• SOURCE EXTRACT:
________

Ed Norris is the product of Brooklyn.  His father, grandfather, and two of his uncles were NYPD.  Norris joined the force when he was 20.  His aptitude for the work, near mythical hard-charging, and thirst for advancement led to stints in narcotics and homicide.  He headed the NYPD's fugitive division and created a cold case squad that solved twenty-seven murders in six weeks.  He catapulted to deputy commissioner when he was 36.

In 1999, with Baltimore's murder rate seven times higher than the national average (gang-bangers spray-painted "Bodymore, Murderland" on the dilapidated buildings and cracked pavement in West Baltimore), the city's new mayor, Martin O'Malley, recruited Norris to become deputy commissioner of the BPD.  When Commissioner Ronald Daniel resigned after 57 days, Norris, in March of 2000, took over.  He vowed to get annual homicides below 300.

Norris immediately hammered at the status quo.  He shifted schedules, fired deadwood from the command staff, and created a task force that captured 250 fugitives with outstanding warrants for murder or attempted murder.  He used ComStat, the crime tracking system, to map and grid criminal "hot spots" so he could figure out where to deploy his cops.  He infused a manic enthusiasm for crime fighting.  His charges loved him.  He brought pride back to the badge.  He led from the front, bolting down the streets ofWest Baltimorein his squad car, Unit One, clad in a black leather jacket and dark sunglasses.  Gifted with media savvy, his weekly press conferences rippled with quotable utterances.  Often the first to arrive at crime scenes, he'd orchestrate the investigation and direct the TV cameras.  Homicides dropped from 305 to 261, and violent crimes plummeted by 28%.

Norris was big, bigger than even the young, charismatic O'Malley (the media started calling them Pretty Boy and Bruno; kicking ass and taking names.) He ate filet mignon, rare, at the city's finest restaurants.  He drank.  He partied.  He slept little.  He played detective Ed Norris on the HBO series The Wire.  He posed with tourists.  He was a folk hero to a city accustomed to an overflowing morgue.  Then it began to unravel.

________

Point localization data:
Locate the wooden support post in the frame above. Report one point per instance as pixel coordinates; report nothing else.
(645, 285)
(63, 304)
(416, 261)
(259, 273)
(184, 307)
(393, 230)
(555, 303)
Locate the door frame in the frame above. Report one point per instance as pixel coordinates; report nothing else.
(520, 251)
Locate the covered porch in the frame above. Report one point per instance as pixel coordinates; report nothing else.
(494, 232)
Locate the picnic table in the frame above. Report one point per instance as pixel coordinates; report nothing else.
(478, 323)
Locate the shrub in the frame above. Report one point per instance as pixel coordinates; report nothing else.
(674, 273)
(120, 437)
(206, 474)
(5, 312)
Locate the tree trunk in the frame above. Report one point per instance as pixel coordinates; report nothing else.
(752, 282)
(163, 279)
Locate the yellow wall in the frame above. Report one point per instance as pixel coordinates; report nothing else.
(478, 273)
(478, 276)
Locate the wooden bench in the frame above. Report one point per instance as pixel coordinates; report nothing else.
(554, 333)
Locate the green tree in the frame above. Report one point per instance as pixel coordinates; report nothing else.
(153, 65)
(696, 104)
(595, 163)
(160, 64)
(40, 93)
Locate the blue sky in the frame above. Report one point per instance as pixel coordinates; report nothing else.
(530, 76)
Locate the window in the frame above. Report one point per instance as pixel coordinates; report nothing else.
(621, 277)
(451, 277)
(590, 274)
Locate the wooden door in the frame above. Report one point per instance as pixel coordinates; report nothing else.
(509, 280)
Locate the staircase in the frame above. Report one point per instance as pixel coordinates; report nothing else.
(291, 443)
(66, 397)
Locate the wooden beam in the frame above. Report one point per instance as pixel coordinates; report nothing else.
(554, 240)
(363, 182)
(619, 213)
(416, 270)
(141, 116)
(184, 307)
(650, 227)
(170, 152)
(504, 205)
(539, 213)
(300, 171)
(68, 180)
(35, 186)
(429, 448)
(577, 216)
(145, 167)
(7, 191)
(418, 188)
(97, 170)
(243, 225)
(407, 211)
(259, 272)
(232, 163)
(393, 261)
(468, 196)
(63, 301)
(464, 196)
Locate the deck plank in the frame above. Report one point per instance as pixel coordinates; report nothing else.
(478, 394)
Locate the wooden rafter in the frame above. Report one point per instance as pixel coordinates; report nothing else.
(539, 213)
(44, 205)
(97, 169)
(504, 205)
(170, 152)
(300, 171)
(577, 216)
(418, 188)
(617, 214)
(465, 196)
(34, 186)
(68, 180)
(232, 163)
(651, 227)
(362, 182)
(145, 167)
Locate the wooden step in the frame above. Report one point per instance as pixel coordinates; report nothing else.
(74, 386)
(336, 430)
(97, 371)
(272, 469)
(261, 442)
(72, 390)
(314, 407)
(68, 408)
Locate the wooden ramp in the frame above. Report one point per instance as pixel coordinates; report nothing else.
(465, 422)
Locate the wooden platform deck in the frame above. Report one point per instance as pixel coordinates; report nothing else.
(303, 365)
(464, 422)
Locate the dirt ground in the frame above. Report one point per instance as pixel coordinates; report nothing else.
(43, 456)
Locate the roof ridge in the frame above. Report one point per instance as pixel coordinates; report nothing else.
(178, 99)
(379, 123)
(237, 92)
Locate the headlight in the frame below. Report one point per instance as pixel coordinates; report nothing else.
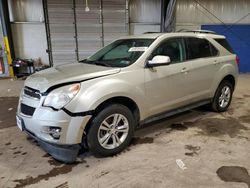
(58, 98)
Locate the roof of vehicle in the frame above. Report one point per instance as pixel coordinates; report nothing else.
(174, 34)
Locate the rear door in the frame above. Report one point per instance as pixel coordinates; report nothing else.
(204, 58)
(167, 86)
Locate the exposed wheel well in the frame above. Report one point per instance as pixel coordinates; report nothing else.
(231, 79)
(117, 100)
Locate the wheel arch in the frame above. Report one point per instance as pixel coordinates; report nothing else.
(229, 78)
(126, 101)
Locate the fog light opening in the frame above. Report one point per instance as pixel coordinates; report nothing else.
(54, 132)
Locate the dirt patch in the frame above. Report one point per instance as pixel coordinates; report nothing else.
(245, 119)
(234, 174)
(46, 155)
(8, 117)
(58, 170)
(145, 140)
(193, 150)
(217, 127)
(17, 152)
(178, 126)
(7, 144)
(63, 185)
(102, 174)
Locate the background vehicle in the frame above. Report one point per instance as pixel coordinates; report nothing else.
(138, 79)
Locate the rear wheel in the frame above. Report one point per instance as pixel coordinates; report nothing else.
(222, 97)
(111, 130)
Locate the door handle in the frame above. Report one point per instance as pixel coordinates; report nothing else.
(184, 70)
(215, 62)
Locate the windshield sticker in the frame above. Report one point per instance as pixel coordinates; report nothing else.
(138, 49)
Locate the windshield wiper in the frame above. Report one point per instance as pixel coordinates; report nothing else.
(101, 63)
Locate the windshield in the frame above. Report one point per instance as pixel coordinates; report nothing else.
(120, 53)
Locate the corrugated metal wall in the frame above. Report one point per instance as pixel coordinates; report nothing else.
(28, 30)
(70, 38)
(89, 29)
(227, 17)
(145, 16)
(62, 31)
(191, 14)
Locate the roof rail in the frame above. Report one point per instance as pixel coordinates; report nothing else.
(197, 31)
(151, 32)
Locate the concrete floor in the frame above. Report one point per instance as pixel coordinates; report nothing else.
(213, 147)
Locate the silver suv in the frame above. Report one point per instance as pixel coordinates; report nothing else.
(98, 102)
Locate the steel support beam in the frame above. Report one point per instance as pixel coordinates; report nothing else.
(47, 28)
(7, 34)
(164, 6)
(76, 33)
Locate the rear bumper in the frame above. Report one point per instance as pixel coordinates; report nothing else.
(64, 153)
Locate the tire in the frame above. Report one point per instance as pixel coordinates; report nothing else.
(223, 97)
(108, 137)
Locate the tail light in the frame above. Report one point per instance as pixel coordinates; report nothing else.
(237, 61)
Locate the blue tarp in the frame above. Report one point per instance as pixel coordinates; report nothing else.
(239, 38)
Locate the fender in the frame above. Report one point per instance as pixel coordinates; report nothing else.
(228, 68)
(96, 91)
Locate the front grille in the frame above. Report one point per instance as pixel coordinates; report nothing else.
(32, 93)
(27, 110)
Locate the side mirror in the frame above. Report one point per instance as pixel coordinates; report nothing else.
(159, 60)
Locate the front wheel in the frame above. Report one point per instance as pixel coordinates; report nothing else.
(111, 130)
(222, 97)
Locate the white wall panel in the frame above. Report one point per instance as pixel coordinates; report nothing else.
(30, 41)
(144, 16)
(26, 10)
(189, 14)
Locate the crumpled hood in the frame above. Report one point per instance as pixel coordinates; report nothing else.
(67, 73)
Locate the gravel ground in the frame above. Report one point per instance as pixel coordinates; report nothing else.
(197, 148)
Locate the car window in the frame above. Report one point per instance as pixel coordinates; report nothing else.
(199, 48)
(174, 48)
(120, 53)
(225, 44)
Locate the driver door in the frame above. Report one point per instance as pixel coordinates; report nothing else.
(166, 86)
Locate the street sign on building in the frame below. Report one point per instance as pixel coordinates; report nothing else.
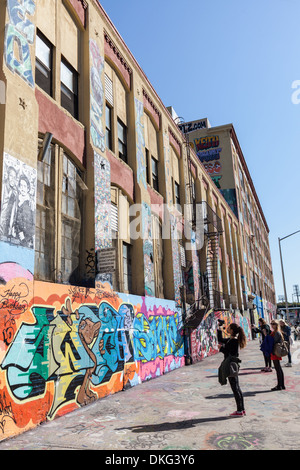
(106, 260)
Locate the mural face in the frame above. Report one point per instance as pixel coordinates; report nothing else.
(64, 350)
(97, 96)
(19, 35)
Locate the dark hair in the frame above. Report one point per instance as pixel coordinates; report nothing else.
(238, 330)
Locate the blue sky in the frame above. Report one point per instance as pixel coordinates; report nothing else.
(234, 62)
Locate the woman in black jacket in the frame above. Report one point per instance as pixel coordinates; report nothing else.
(264, 330)
(230, 347)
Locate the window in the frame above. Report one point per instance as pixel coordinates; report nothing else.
(122, 141)
(45, 218)
(70, 218)
(58, 222)
(147, 165)
(154, 167)
(43, 63)
(127, 276)
(69, 88)
(177, 195)
(108, 116)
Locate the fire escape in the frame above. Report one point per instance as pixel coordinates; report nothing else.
(210, 296)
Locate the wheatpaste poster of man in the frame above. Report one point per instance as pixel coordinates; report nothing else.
(17, 220)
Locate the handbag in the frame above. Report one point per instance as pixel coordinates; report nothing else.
(281, 349)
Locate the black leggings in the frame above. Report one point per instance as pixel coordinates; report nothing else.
(267, 361)
(237, 392)
(279, 372)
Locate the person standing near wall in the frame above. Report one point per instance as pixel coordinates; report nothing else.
(278, 337)
(286, 331)
(230, 348)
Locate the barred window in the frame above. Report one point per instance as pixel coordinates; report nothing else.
(58, 231)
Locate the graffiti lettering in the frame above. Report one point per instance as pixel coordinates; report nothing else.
(5, 412)
(82, 349)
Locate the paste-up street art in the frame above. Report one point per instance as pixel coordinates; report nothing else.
(20, 35)
(97, 96)
(17, 222)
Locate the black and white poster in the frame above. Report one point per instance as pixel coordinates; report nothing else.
(18, 202)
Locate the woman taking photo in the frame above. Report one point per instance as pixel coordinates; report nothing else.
(230, 347)
(278, 337)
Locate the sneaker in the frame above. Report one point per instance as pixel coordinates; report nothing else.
(238, 413)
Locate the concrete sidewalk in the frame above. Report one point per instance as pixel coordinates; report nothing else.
(186, 409)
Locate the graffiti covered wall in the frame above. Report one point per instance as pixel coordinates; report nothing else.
(63, 348)
(19, 36)
(203, 340)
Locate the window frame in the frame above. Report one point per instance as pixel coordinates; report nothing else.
(61, 219)
(65, 89)
(41, 67)
(154, 173)
(109, 130)
(123, 143)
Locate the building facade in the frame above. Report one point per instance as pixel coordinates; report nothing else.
(219, 151)
(118, 253)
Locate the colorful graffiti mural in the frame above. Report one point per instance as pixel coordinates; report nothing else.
(97, 96)
(19, 36)
(102, 181)
(61, 351)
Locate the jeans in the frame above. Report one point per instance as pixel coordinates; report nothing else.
(237, 392)
(279, 372)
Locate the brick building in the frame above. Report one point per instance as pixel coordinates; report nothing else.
(118, 252)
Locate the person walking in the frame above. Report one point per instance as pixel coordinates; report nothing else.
(278, 337)
(230, 348)
(286, 331)
(265, 331)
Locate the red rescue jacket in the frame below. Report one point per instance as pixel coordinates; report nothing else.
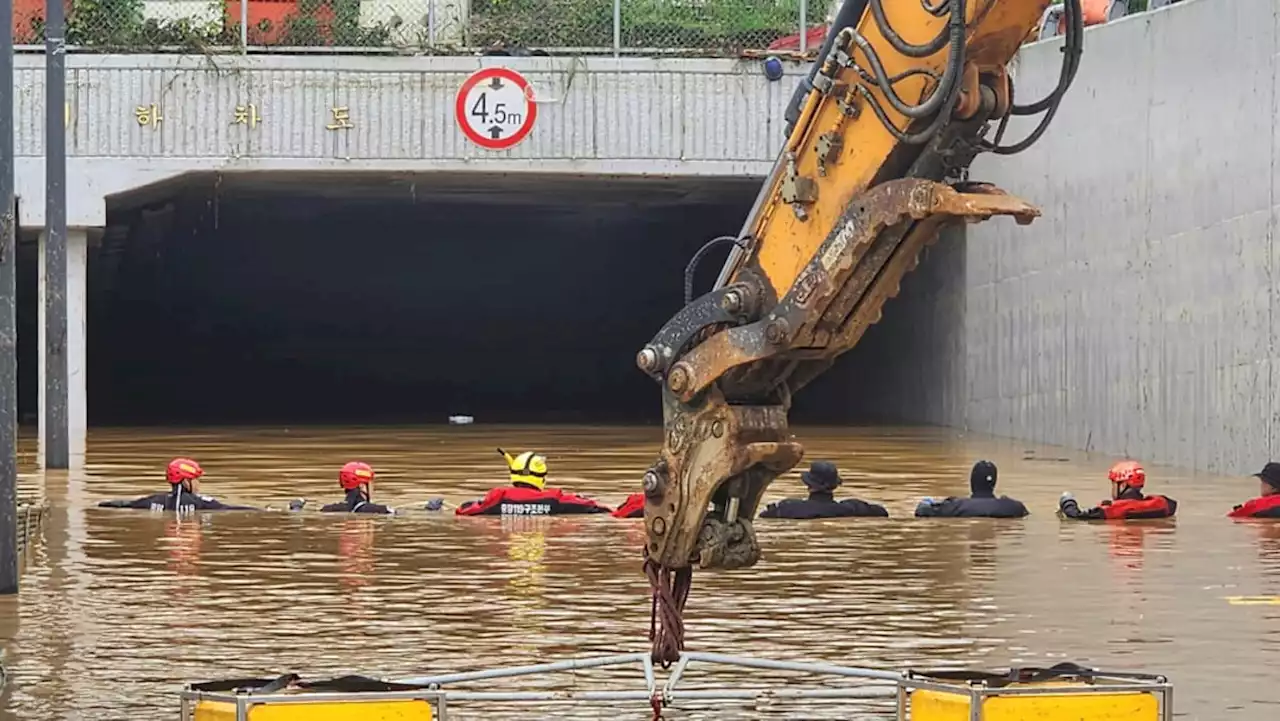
(631, 509)
(1133, 506)
(1261, 507)
(524, 501)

________

• ACTIVITY LIST:
A: Using the profile of Ed Norris, name every relative of his who the text says served in the NYPD.
B: Copy the Ed Norris profile from "Norris was big, bigger" to "began to unravel.", inclusive, and switch "charismatic" to "magnetic".

• ANSWER SECTION:
A: His father, his grandfather, and two of his uncles.

B:
Norris was big, bigger than even the young, magnetic O'Malley (the media started calling them Pretty Boy and Bruno; kicking ass and taking names.) He ate filet mignon, rare, at the city's finest restaurants.  He drank.  He partied.  He slept little.  He played detective Ed Norris on the HBO series The Wire.  He posed with tourists.  He was a folk hero to a city accustomed to an overflowing morgue.  Then it began to unravel.